(Dataset items)

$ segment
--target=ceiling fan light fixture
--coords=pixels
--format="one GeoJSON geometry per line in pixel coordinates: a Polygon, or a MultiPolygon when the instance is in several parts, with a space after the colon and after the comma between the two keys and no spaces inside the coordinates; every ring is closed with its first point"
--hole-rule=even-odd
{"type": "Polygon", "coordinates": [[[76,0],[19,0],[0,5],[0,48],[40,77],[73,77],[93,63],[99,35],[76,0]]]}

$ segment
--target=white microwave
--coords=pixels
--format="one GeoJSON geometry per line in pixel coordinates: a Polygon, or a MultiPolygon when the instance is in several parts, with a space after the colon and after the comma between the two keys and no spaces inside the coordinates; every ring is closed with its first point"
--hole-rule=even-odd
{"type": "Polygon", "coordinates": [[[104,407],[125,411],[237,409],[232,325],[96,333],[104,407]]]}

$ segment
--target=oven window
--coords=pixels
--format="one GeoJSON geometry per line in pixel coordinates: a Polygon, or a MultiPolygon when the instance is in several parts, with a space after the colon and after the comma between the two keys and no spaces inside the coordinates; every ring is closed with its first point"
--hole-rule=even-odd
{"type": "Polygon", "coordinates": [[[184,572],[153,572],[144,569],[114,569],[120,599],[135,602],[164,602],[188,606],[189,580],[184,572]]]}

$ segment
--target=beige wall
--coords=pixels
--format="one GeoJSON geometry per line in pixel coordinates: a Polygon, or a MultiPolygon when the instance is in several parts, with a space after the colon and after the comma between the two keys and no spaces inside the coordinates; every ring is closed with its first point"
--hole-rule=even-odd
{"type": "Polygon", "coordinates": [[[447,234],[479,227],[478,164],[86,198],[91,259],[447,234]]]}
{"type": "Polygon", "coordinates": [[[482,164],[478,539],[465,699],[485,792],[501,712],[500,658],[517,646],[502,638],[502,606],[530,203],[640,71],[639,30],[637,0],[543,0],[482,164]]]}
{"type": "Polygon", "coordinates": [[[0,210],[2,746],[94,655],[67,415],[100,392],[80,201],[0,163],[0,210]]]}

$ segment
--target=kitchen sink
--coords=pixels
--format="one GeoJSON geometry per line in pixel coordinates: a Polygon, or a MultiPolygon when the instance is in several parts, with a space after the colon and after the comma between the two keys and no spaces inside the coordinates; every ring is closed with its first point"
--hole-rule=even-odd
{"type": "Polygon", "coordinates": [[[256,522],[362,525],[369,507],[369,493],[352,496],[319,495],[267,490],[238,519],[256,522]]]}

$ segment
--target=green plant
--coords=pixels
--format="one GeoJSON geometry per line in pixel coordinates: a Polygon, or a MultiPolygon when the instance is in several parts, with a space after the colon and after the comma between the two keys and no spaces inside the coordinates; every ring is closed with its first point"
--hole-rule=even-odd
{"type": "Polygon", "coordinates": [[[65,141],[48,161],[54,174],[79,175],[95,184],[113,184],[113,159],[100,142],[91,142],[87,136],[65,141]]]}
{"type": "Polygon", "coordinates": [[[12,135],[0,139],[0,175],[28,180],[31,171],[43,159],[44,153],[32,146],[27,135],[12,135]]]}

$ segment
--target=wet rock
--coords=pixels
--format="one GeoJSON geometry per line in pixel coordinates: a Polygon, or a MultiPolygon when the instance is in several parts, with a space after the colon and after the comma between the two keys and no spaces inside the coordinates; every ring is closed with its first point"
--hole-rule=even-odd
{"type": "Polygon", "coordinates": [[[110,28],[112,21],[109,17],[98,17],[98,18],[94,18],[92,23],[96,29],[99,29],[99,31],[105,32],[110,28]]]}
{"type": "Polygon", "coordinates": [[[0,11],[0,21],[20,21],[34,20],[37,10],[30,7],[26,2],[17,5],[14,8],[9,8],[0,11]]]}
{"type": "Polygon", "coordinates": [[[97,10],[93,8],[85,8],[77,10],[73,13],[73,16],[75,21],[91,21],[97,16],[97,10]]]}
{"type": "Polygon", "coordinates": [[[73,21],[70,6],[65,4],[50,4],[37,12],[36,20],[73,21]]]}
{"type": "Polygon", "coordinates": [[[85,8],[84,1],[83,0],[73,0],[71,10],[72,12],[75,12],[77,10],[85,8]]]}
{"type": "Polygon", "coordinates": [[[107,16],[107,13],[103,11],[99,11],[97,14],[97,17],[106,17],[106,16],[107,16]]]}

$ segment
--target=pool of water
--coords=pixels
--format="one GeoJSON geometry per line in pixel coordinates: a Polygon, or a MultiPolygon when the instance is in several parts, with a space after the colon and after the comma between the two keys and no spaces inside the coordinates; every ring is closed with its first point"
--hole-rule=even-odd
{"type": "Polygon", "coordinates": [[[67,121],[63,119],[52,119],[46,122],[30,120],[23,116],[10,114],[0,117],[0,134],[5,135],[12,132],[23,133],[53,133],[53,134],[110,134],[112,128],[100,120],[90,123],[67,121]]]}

(Task description)
Nothing should be left out: return all of the records exactly.

(Result)
$ segment
--target=ceiling fan light fixture
--coords=pixels
--format="one GeoJSON geometry per line in pixel coordinates: a Polygon, or a MultiPolygon when the instance is in several parts, with a space after the colon and after the comma between the two keys and no spaces inside the coordinates; every ring is closed with its first point"
--hole-rule=even-odd
{"type": "Polygon", "coordinates": [[[76,0],[19,0],[0,5],[0,48],[40,77],[73,77],[93,63],[99,35],[76,0]]]}

$ segment
--target=white microwave
--coords=pixels
--format="one GeoJSON geometry per line in pixel coordinates: a Polygon, or a MultiPolygon when the instance is in several parts, with a space after the colon and after the comma between the two keys and no spaces inside the coordinates; every ring is closed with its first point"
--hole-rule=even-odd
{"type": "Polygon", "coordinates": [[[104,407],[125,411],[237,409],[232,325],[96,333],[104,407]]]}

$ segment
--target=oven window
--coords=pixels
--format="one GeoJSON geometry per line in pixel coordinates: a Polygon, or a MultiPolygon when the instance is in several parts, with a space after the colon and after the comma between the two keys and no spaces inside the coordinates; every ring is closed with its first point"
--hole-rule=even-odd
{"type": "Polygon", "coordinates": [[[184,572],[153,572],[144,569],[114,569],[120,599],[135,602],[164,602],[188,606],[189,580],[184,572]]]}

$ segment
--target=beige wall
--coords=pixels
--format="one GeoJSON geometry per line in pixel coordinates: a Polygon, or a MultiPolygon when the instance is in several parts, with a space after the colon and after the comma between the two keys and no spaces inside the coordinates; every ring is closed with its first point"
--hole-rule=even-odd
{"type": "Polygon", "coordinates": [[[447,234],[479,227],[478,164],[86,198],[91,259],[447,234]]]}
{"type": "Polygon", "coordinates": [[[482,164],[478,539],[465,699],[485,792],[501,712],[500,658],[517,646],[502,638],[502,606],[530,203],[640,71],[639,30],[637,0],[543,0],[482,164]]]}
{"type": "Polygon", "coordinates": [[[0,210],[2,746],[94,655],[67,415],[100,392],[80,201],[0,163],[0,210]]]}

$ segment
--target=kitchen sink
--coords=pixels
--format="one GeoJSON geometry per line in pixel coordinates: a Polygon, or a MultiPolygon when the instance is in several parts, with a space after the colon and after the comma between the two keys and no spaces inside the coordinates; every ring is closed with its first point"
--hole-rule=even-odd
{"type": "Polygon", "coordinates": [[[256,522],[362,525],[369,507],[369,493],[352,496],[319,495],[267,490],[238,519],[256,522]]]}

$ segment
--target=green plant
--coords=pixels
--format="one GeoJSON geometry per line in pixel coordinates: a Polygon, or a MultiPolygon when the instance is in several parts, with a space after the colon and after the comma between the two keys and no spaces inside the coordinates; every ring is closed with its first point"
--hole-rule=even-odd
{"type": "Polygon", "coordinates": [[[65,141],[48,161],[54,174],[79,175],[95,184],[113,184],[113,159],[100,142],[91,142],[87,136],[65,141]]]}
{"type": "Polygon", "coordinates": [[[12,135],[0,139],[0,175],[28,180],[31,171],[43,159],[44,153],[32,146],[27,135],[12,135]]]}

$ segment
--target=wet rock
--coords=pixels
--format="one GeoJSON geometry per line in pixel coordinates: a Polygon, or a MultiPolygon when the instance is in several parts, with a space after the colon and after the comma between the two keys and no spaces inside the coordinates; every ring is closed with its first point"
--hole-rule=even-odd
{"type": "Polygon", "coordinates": [[[110,28],[112,21],[109,17],[98,17],[98,18],[94,18],[92,23],[96,29],[99,29],[99,31],[105,32],[110,28]]]}
{"type": "Polygon", "coordinates": [[[0,11],[0,21],[20,21],[34,20],[37,10],[30,7],[26,2],[17,5],[14,8],[9,8],[0,11]]]}
{"type": "Polygon", "coordinates": [[[97,10],[93,8],[85,8],[77,10],[73,13],[73,16],[75,21],[91,21],[97,16],[97,10]]]}
{"type": "Polygon", "coordinates": [[[73,21],[70,6],[65,4],[50,4],[37,12],[36,20],[73,21]]]}
{"type": "Polygon", "coordinates": [[[85,8],[84,1],[83,0],[73,0],[71,10],[72,12],[75,12],[77,10],[85,8]]]}
{"type": "Polygon", "coordinates": [[[107,16],[107,13],[103,11],[99,11],[97,14],[97,17],[106,17],[106,16],[107,16]]]}

$ segment
--target=pool of water
--coords=pixels
--format="one GeoJSON geometry per line in pixel coordinates: a Polygon, or a MultiPolygon when the instance is in several parts, with a space after the colon and after the comma between the two keys and no spaces inside the coordinates; every ring is closed with its first point"
--hole-rule=even-odd
{"type": "Polygon", "coordinates": [[[67,121],[63,119],[52,119],[46,122],[30,120],[23,116],[10,114],[0,117],[0,134],[5,135],[12,132],[23,133],[53,133],[53,134],[110,134],[112,128],[100,120],[90,123],[67,121]]]}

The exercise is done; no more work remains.